What to do:
• a. Transcribe the stretch from "As the social" through "of modern America." in the essay on Marxism-Leninism and the revolt below.
• b. Go on with the essay on Marxism-Leninism and the revolt, picking up right after its final sentence.

Selected excerpt:
################
Friday, June 5, 2020

Marxism-Leninism Provides The Best Path For Turning This Revolt Into A Revolution

With the uprisings of these last couple of weeks, the country’s poor and colonized people have shown how much power they’re capable of commanding. But until this mass anger and willingness to mobilize is turned towards advancing a coherent plan for overthrowing the capitalist state, it won’t bring about an end to the systemic violence that this revolt has emerged in response to. When all the available options are honestly debated, it becomes clear that Marxism-Leninism is the plan we need.

As the social upheaval continues, the anarchists and the social democrats will be the main ones to compete with the Marxist-Leninists in propagating their agenda. So I’ll refute the arguments of these two strains, then clarify what it means to fight for Marxism-Leninism in the context of modern America.

Anarchism doesn’t provide a viable path for the exploited and colonized peoples to overcome imperialism

As Lenin wrote in The State and Revolution, anarchists “want to abolish the state completely overnight, not understanding the conditions under which the state can be abolished.” Marxists also want to abolish the state, but we recognize that the state can’t be broken up until the capitalist class is sufficiently defeated. This is because Marxists know that the state must be utilized by the proletariat to suppress the bourgeoisie, who will try to retake whatever territory that comes under the control of a newly formed proletarian state. Only after the threat of capitalist reaction is neutralized can the proletarian state then wither away.

The counterarguments that anarchists have to this usually depend on a variation of one simple sentiment: the state will lead to oppression regardless of whether it’s run by the bourgeoisie or by the proletariat. The idea this sentiment rests on is that after being formed, a proletarian-run state will never wither away but will instead stay firmly in place forever.

Over a hundred years after the first socialist state was created in Russia, history has vindicated Marx and Lenin’s expectation that the state will begin to grow weaker as proletarian revolution progresses. While anti-communist propaganda would have us believe that China, Cuba, the DPRK, and the other existing socialist states are despotic or “authoritarian” regimes, their internal affairs haven’t disproven the “withering away” theory.

In the DPRK, the government has become less centralized over the decades, with the position of the presidency having been abolished within the country in 1998. Now leadership positions are being increasingly filled by the masses instead of by a small party elite, reflecting Lenin’s predictions about how the decentralization of politics would begin after a proletarian revolution happens. In the other socialist countries, a democratic political system prevails-one which opens the possibility for similar developments to happen within them. As journalist Charles McKelvey wrote last year:

The socialist governments of the Third World plus China have developed popular democracy, with structures that are alternatives to those of representative democracy. Laws and policies are decided by deputies of the people, and not by politicians dependent on the support of corporate and wealthy interests…In accordance with [Cuba’s] revolutionary socialist tradition of popular democracy, they are forging a remarkable constitutional assembly of the people. As the process unfolds, it is clear that the new constitution preserves Cuban traditions of direct democracy and popular democracy.
################
Data provided:
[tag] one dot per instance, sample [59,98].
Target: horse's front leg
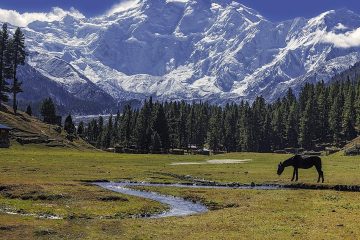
################
Results in order:
• a.
As the social upheaval continues, the anarchists and the social democrats will be the main ones to compete with the Marxist-Leninists in propagating their agenda. So I’ll refute the arguments of these two strains, then clarify what it means to fight for Marxism-Leninism in the context of modern America.

• b.
The only reason this process of popular democracy hasn’t so far resulted in a withering away of the state within these countries is that until capitalist reaction is defeated worldwide, the state will be necessary to preserve the existence of proletarian-run societies. These states will need to win the geopolitical fight before they can fulfill the end goal of Marxism. When capitalist powers like the U.S. can no longer threaten socialist countries with invasions or nuclear strikes, or cut off their resources with economic sanctions, or attack them with imperialist propaganda, the state apparatus that socialism currently uses to defend itself will become a thing of the past.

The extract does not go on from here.